(Problem details)
An exact transcription of the listing, without its images, is what the answer must contain.

(Beginning of Data for this exercise)

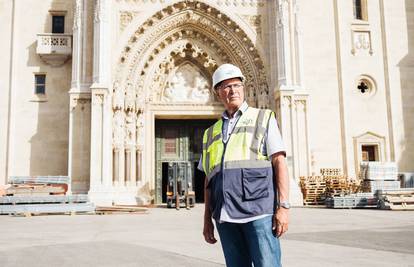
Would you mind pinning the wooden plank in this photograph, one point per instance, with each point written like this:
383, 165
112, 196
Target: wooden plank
39, 179
46, 208
27, 199
121, 209
34, 189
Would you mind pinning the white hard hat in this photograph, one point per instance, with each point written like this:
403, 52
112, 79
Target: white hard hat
225, 72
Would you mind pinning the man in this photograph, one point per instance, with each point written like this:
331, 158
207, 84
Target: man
246, 186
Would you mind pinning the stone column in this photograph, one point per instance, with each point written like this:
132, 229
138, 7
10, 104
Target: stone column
79, 114
288, 89
101, 140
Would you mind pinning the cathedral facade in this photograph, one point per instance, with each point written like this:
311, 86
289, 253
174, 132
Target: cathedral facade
109, 92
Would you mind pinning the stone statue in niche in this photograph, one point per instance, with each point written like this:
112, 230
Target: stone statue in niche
130, 128
118, 98
140, 130
118, 128
187, 85
263, 99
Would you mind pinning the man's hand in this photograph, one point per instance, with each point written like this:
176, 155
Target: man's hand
208, 231
280, 221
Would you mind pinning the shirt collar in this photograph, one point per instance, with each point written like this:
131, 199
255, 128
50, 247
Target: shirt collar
240, 111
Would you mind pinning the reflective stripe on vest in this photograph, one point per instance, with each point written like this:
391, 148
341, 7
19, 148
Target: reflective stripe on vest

(End of Data for this exercise)

(Finished task)
Would you mind pinning the wooden plank in this photograph, one point per instance, with each point written like this:
383, 165
112, 196
Target: wooden plank
39, 179
46, 208
27, 199
121, 209
34, 189
Would you mind pinning the white hard hat in this photograph, one point per instance, with each point written like this:
403, 52
112, 79
Target: white hard hat
225, 72
Would you mind pinning the man in this photograph, one point per instance, with each point written like this:
331, 158
207, 84
Target: man
246, 186
Would you mind pinning the stone column in this photograph, one point per instance, with each point written like this:
132, 229
138, 7
10, 104
Target: stone column
79, 114
288, 89
101, 140
Would you mind pinning the cathedral facade in this photograph, one point per instance, with each point written like this:
311, 86
289, 253
174, 132
Target: cathedral facade
109, 92
Would you mind pinning the stone statue in niche in this photograph, one point per instance, with each point written like this:
112, 230
Target: stone statue in niche
130, 128
118, 98
140, 130
118, 128
187, 85
263, 99
Would you mind pinning the man's hand in this photograph, one point per instance, with each point written like this:
176, 155
Target: man's hand
208, 231
280, 221
Would you mind pinning the shirt collar in this photograph, one point per instance, with each point written like this:
131, 199
255, 128
50, 247
Target: shirt collar
240, 111
Would you mind pinning the reflective stripe on vest in this photograph, one point per instance, with each point written like this:
391, 148
341, 7
19, 148
Target: reflective stripe on vest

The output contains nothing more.